-------- Exercise materials --------
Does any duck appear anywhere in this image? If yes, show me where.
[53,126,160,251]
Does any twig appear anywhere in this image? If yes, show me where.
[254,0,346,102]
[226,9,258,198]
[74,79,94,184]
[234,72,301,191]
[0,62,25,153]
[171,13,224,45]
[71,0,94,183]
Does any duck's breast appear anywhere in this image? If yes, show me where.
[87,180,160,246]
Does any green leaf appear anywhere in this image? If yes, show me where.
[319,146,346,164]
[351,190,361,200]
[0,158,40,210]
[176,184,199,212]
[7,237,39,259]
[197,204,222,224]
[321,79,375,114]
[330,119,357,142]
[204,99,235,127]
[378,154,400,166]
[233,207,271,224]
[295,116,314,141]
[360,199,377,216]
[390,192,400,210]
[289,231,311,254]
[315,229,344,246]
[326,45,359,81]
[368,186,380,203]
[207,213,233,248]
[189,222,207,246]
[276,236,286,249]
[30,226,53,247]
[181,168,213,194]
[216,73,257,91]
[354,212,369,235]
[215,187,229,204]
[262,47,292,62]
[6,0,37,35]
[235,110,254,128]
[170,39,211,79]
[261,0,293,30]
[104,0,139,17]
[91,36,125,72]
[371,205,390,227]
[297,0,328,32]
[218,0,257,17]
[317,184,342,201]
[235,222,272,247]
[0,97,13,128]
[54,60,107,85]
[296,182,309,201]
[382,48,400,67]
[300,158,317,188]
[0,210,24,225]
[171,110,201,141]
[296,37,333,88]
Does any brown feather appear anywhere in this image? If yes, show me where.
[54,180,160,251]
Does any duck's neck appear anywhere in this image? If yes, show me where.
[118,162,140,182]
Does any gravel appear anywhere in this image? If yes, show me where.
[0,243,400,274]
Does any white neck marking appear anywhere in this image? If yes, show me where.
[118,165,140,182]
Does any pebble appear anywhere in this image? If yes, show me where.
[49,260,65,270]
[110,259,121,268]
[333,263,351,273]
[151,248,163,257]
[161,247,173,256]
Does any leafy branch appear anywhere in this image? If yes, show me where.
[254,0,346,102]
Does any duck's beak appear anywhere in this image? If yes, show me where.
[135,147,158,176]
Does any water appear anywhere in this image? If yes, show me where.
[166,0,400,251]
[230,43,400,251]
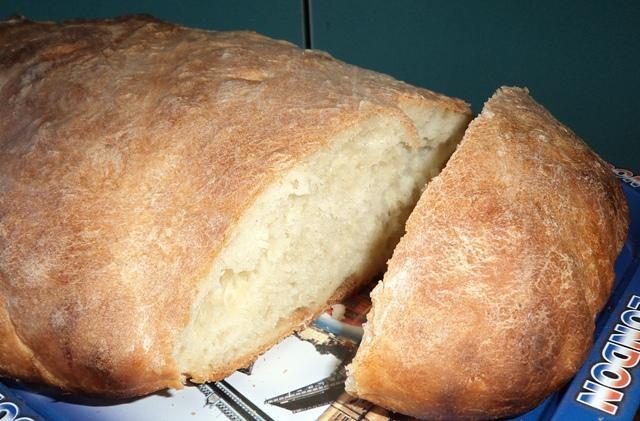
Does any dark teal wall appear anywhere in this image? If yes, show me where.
[312,0,640,172]
[0,0,640,172]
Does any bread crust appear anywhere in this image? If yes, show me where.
[0,17,469,397]
[348,87,629,419]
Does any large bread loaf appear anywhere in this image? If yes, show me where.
[0,17,470,396]
[347,88,628,419]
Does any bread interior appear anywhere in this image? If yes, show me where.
[175,107,467,381]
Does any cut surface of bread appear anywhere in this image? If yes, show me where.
[346,88,628,419]
[177,110,462,379]
[0,17,470,396]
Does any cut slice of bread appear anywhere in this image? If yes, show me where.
[347,88,628,419]
[0,17,470,396]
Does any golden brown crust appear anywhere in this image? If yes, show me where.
[0,17,468,396]
[350,88,628,419]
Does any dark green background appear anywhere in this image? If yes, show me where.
[0,0,640,172]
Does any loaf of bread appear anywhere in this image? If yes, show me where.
[347,88,628,419]
[0,17,470,396]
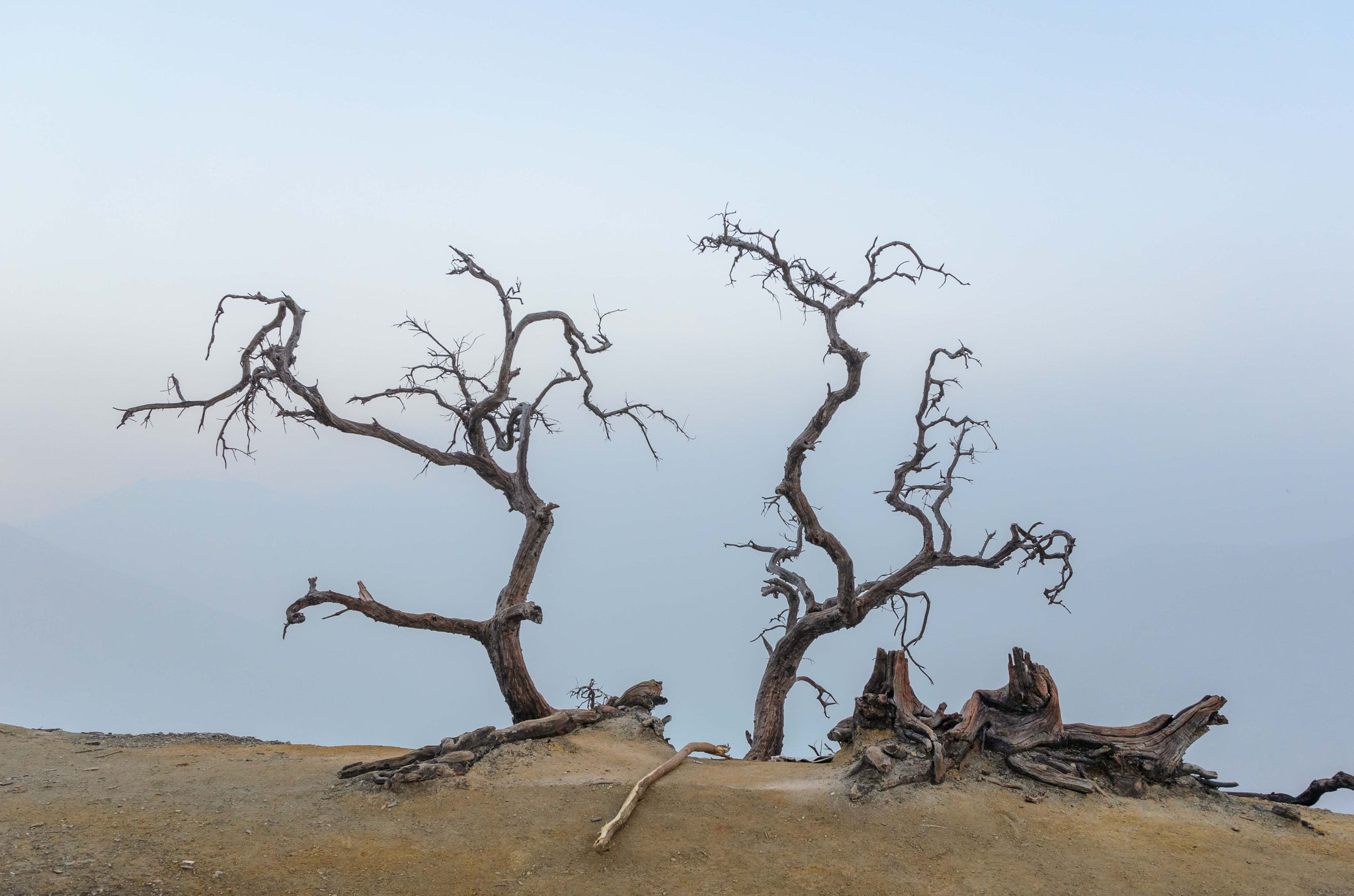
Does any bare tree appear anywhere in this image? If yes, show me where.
[696,213,1075,759]
[119,246,682,723]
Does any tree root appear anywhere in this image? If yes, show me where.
[338,681,672,790]
[593,740,729,852]
[828,647,1234,796]
[1228,772,1354,805]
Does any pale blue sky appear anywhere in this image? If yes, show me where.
[0,3,1354,812]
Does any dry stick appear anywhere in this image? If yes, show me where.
[593,741,729,852]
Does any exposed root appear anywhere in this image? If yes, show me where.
[1228,772,1354,805]
[593,741,729,852]
[338,681,672,789]
[828,647,1229,796]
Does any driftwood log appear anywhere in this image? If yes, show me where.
[338,679,668,790]
[827,647,1240,805]
[593,740,729,852]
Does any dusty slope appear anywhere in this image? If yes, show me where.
[0,722,1354,896]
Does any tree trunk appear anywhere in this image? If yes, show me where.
[743,609,841,762]
[485,509,555,723]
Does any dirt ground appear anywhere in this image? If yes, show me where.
[0,719,1354,896]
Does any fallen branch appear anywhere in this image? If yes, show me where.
[593,740,729,852]
[338,681,660,789]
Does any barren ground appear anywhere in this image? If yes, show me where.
[0,719,1354,896]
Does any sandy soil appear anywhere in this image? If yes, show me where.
[0,720,1354,896]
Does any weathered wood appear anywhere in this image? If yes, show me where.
[1228,772,1354,805]
[118,246,682,722]
[607,678,668,709]
[338,745,442,778]
[593,740,729,852]
[830,647,1246,802]
[338,690,641,788]
[949,647,1063,754]
[1006,753,1098,793]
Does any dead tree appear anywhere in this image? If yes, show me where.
[827,647,1354,806]
[827,647,1234,805]
[696,213,1075,759]
[119,246,681,723]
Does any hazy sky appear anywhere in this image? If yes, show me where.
[0,3,1354,806]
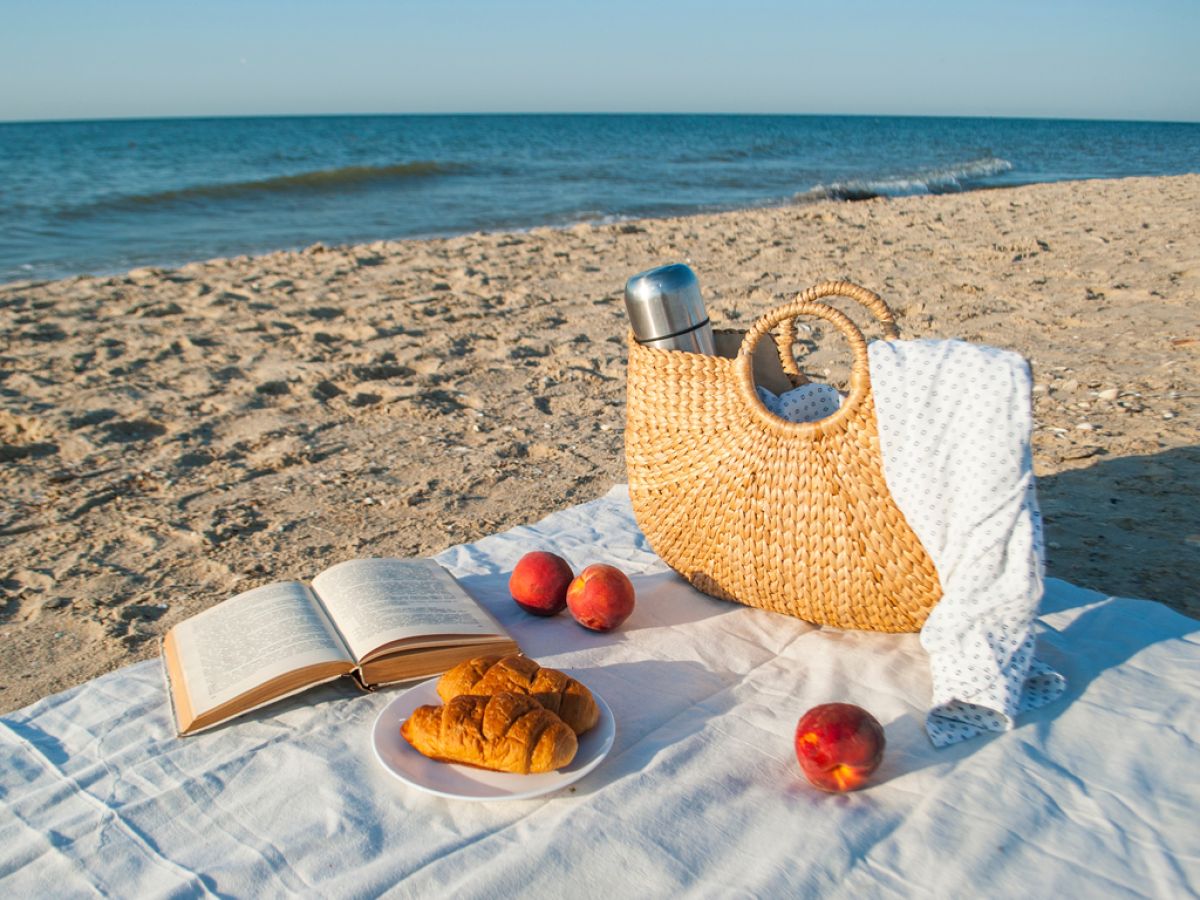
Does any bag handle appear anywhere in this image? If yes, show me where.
[775,281,900,386]
[734,294,878,438]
--------
**What you should do**: Gather every line in the records above that contains the word "neck" and copy each one out in full.

**Answer to this task**:
Does any duck's neck appear anywhere in this image? If yes, show me where.
Does any white neck marking appear anywhere in this image? If yes, show me where.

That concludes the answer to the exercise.